§ **About this task**
All that is asked is a faithful reproduction of the entries.

Region pointing data:
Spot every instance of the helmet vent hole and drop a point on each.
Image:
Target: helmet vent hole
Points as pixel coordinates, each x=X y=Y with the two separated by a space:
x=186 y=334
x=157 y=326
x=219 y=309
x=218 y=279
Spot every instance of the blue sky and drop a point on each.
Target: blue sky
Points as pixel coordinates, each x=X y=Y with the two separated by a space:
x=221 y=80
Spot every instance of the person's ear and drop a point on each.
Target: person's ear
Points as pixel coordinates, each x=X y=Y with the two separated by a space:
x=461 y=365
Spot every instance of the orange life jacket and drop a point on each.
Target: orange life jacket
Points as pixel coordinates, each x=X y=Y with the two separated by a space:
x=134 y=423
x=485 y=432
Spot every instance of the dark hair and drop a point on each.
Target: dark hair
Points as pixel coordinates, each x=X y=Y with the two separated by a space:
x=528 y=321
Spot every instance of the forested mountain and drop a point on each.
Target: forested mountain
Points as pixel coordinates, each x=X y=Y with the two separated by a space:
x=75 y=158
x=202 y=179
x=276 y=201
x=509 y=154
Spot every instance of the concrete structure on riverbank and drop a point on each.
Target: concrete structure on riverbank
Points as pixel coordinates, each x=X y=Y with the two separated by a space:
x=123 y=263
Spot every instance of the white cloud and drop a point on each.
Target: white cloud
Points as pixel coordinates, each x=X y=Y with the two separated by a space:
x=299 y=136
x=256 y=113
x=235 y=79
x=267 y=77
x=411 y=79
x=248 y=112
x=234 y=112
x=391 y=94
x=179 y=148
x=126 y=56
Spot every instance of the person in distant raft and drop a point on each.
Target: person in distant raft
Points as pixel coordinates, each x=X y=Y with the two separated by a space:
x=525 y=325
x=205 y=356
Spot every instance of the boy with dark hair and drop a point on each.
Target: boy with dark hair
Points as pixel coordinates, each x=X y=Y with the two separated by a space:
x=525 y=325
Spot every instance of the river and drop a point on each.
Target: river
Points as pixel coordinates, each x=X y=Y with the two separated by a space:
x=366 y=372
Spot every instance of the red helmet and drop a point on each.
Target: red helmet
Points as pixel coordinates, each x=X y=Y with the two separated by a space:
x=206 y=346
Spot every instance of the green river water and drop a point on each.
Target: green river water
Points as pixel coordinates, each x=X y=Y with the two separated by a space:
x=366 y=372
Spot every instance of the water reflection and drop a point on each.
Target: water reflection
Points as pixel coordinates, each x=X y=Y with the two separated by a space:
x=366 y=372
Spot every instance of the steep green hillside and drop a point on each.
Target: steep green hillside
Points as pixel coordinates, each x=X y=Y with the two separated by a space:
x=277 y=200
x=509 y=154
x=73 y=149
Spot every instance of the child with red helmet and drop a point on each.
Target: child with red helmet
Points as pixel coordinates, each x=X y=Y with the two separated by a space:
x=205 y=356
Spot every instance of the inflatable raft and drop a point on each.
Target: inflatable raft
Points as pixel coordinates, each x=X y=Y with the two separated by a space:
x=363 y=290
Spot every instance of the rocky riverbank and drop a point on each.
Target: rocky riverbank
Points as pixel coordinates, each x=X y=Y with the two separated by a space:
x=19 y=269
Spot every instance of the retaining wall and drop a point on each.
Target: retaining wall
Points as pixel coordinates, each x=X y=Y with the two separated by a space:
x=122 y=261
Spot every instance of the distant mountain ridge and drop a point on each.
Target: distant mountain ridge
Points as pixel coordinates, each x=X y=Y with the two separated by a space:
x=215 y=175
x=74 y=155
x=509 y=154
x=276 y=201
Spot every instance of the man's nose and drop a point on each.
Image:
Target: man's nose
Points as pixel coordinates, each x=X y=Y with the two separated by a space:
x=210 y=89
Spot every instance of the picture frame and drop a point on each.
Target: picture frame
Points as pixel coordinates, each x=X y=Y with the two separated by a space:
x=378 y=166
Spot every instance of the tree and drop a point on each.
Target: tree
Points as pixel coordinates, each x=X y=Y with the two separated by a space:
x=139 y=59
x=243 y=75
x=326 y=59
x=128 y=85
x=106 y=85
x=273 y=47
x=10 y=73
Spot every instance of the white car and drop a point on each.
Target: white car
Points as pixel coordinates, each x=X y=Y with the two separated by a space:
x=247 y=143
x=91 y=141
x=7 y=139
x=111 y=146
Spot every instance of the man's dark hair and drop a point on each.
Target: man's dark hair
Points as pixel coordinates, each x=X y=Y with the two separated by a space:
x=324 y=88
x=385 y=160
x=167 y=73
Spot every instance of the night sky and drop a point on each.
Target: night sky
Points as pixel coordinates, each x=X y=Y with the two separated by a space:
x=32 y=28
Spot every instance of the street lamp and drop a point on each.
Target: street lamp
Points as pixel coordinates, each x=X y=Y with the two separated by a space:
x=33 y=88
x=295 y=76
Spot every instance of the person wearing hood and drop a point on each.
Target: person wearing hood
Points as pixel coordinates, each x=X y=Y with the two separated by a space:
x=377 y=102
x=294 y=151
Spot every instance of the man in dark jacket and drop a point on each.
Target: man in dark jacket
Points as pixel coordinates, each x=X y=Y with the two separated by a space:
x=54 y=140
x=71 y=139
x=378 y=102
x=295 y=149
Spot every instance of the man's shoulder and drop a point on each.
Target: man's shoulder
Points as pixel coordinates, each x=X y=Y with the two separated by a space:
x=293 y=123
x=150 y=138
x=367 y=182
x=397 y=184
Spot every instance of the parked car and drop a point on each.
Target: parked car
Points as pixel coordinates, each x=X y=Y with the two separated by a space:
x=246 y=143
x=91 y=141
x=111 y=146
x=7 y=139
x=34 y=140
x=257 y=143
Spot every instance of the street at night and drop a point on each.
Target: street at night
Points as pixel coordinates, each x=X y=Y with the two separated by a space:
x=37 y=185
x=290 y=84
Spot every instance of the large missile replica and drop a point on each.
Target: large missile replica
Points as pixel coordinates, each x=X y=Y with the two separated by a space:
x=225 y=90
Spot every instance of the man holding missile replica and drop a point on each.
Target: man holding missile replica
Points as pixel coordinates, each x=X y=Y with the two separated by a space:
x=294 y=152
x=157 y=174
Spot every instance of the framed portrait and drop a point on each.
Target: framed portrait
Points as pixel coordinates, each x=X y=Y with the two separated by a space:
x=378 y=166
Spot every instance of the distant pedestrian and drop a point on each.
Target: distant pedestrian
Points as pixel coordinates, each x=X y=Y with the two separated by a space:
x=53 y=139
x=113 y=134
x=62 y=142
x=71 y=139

§ **Exercise output**
Spot every instance of the helmet vent hole and drop a point on each.
Image:
Target: helmet vent hole
Points as pixel coordinates, each x=X y=Y with the two separated by a space:
x=186 y=334
x=157 y=326
x=219 y=309
x=218 y=279
Spot every instance of the blue sky and drop a point on each.
Target: blue sky
Points as pixel coordinates, each x=X y=Y with the two separated by a space:
x=221 y=80
Spot every instance of the person's ear and drop a point on each.
Target: person's ear
Points as pixel coordinates, each x=X y=Y with the two separated by a space:
x=461 y=365
Spot every instance of the orange life jacket and drop a point on each.
Target: orange life jacket
Points as pixel coordinates, each x=X y=Y with the two separated by a space:
x=134 y=423
x=485 y=432
Spot every instance of the dark hair and drop a point on each.
Target: dark hair
Points as pixel coordinates, each x=X y=Y with the two separated by a space:
x=528 y=321
Spot every instance of the forested mountain and drop a point on each.
Target: forested mountain
Points as pixel coordinates, each x=X y=Y with the two separated by a space:
x=75 y=158
x=202 y=179
x=276 y=201
x=509 y=154
Spot every instance of the concrete structure on riverbank and drop a point on each.
Target: concrete structure on riverbank
Points as pixel coordinates, each x=X y=Y with the two separated by a space:
x=123 y=263
Spot every instance of the white cloud and drop a point on each.
Target: white cloud
Points as pixel coordinates, each x=X y=Y with the two separated by a space:
x=299 y=136
x=256 y=113
x=235 y=79
x=267 y=77
x=411 y=79
x=248 y=112
x=234 y=112
x=391 y=94
x=179 y=148
x=126 y=56
Spot every instance of the person in distant raft and drop a point on each.
Target: person in distant raft
Points as pixel coordinates, each x=X y=Y with the two separated by a space:
x=525 y=325
x=205 y=356
Spot every instance of the boy with dark hair and drop a point on each.
Target: boy with dark hair
Points as pixel coordinates, each x=X y=Y with the two separated by a space:
x=525 y=325
Spot every instance of the river and drop a point on each.
Target: river
Points as pixel coordinates, each x=X y=Y with the two separated by a space:
x=366 y=372
Spot every instance of the red helmet and drop a point on each.
Target: red helmet
Points as pixel coordinates, each x=X y=Y with the two separated by a space:
x=206 y=346
Spot every instance of the green river water and drop a point on each.
Target: green river water
Points as pixel coordinates, each x=X y=Y with the two separated by a space:
x=366 y=372
Spot every instance of the water reflection and drop a point on each.
Target: water reflection
Points as pixel coordinates, each x=X y=Y with the two separated by a space:
x=366 y=372
Spot every instance of the steep green hillside and drop a point on each.
Target: steep green hillside
Points as pixel coordinates, each x=X y=Y with the two separated by a space:
x=277 y=200
x=509 y=154
x=73 y=149
Spot every instance of the child with red helmet and drop a point on each.
Target: child with red helmet
Points as pixel coordinates, each x=X y=Y with the two separated by a space:
x=205 y=356
Spot every instance of the inflatable raft and drop a point on each.
Target: inflatable raft
Points as pixel coordinates, each x=X y=Y with the two separated by a space:
x=363 y=290
Spot every instance of the rocky riverbank and drop a point on each.
Target: rocky riverbank
Points as pixel coordinates, each x=X y=Y with the two separated by a space:
x=19 y=269
Spot every instance of the retaining wall and drop a point on each.
Target: retaining wall
Points as pixel coordinates, each x=X y=Y with the two separated by a space:
x=122 y=261
Spot every instance of the distant mountain ridge and drop a point on each.
Target: distant mountain ridge
Points as pixel coordinates, each x=X y=Y with the two separated by a space:
x=215 y=175
x=74 y=155
x=509 y=154
x=276 y=201
Spot every instance of the man's nose and drop a point on each.
Image:
Target: man's nose
Points as pixel coordinates, each x=X y=Y with the two separated by a space:
x=210 y=89
Spot every instance of the picture frame and drop a point on each.
Target: picture frame
Points as pixel coordinates, each x=X y=Y with the two separated by a space:
x=378 y=166
Spot every instance of the tree and drop a point on each.
Target: tree
Points as pixel coordinates, each x=X y=Y with the two separated by a space:
x=139 y=59
x=243 y=75
x=326 y=59
x=128 y=85
x=106 y=85
x=273 y=47
x=10 y=73
Spot every instance of the white car and drop a point on each.
Target: white car
Points as pixel coordinates, each x=X y=Y with the two separated by a space:
x=247 y=143
x=91 y=141
x=7 y=139
x=111 y=146
Spot every instance of the man's dark hair and drop a point on each.
Target: man's dark hair
Points as pixel coordinates, each x=X y=Y with the two separated by a space:
x=324 y=88
x=385 y=160
x=167 y=73
Spot every instance of the night sky and drop a point on each.
Target: night sky
Points as pixel coordinates, each x=X y=Y with the two separated by a space:
x=32 y=28
Spot every instance of the street lamp and drop a point on each.
Target: street lamp
Points as pixel coordinates, each x=X y=Y with the two separated by a space:
x=33 y=88
x=295 y=76
Spot every instance of the person wearing hood and drop a point on each.
Target: person wearing hood
Points as pixel coordinates, each x=X y=Y with the two separated by a space:
x=377 y=102
x=294 y=151
Spot every instance of the man in dark jacket and drop a point on each.
Target: man in dark jacket
Points as pixel coordinates, each x=X y=Y with the two separated by a space:
x=54 y=140
x=71 y=139
x=378 y=102
x=295 y=149
Spot every instance of the man's shoulder and drop a point on each.
Target: man's shoulder
Points as pixel coordinates, each x=X y=Y with the two separated by a space:
x=293 y=123
x=150 y=138
x=367 y=182
x=397 y=184
Spot every instance of the parked car and drop a point on each.
Target: parked car
Points as pixel coordinates, each x=X y=Y with the two separated by a space:
x=246 y=143
x=91 y=141
x=111 y=146
x=7 y=139
x=34 y=140
x=257 y=143
Spot every instance of the street at night and drop a point on each.
Target: street at night
Points as pixel coordinates, each x=X y=Y with the two separated by a space:
x=37 y=185
x=290 y=84
Spot every instance of the large missile replica and drop a point on each.
Target: large missile replica
Points as pixel coordinates, each x=X y=Y with the two separated by a space:
x=225 y=90
Spot every instance of the man holding missile replica and drop a point on each.
Target: man holding missile replica
Points as pixel coordinates, each x=X y=Y with the two separated by a space:
x=294 y=152
x=157 y=174
Spot every instance of the framed portrait and drop a point on each.
Target: framed portrait
Points as pixel coordinates, each x=X y=Y with the two separated by a space:
x=378 y=166
Spot every instance of the distant pedestrian and drop a point on each.
Target: distant pedestrian
Points as pixel coordinates, each x=X y=Y with the two separated by a space:
x=53 y=139
x=113 y=134
x=62 y=142
x=71 y=139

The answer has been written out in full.